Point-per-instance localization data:

Start of Block

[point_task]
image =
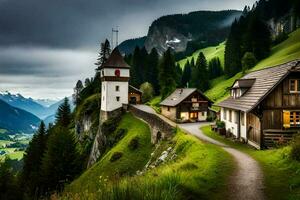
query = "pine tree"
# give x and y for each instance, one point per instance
(214, 68)
(63, 114)
(248, 61)
(77, 90)
(153, 72)
(167, 74)
(178, 75)
(200, 79)
(186, 75)
(33, 161)
(60, 163)
(135, 72)
(233, 53)
(103, 54)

End of Block

[Work instruction]: Copy the data precisely. Skip every picture.

[Written response]:
[point_task]
image =
query = "pine tree"
# give x and y for each instance, one point per instance
(214, 68)
(63, 114)
(248, 61)
(77, 90)
(153, 72)
(167, 74)
(178, 75)
(200, 79)
(186, 75)
(33, 161)
(60, 163)
(135, 72)
(233, 53)
(103, 54)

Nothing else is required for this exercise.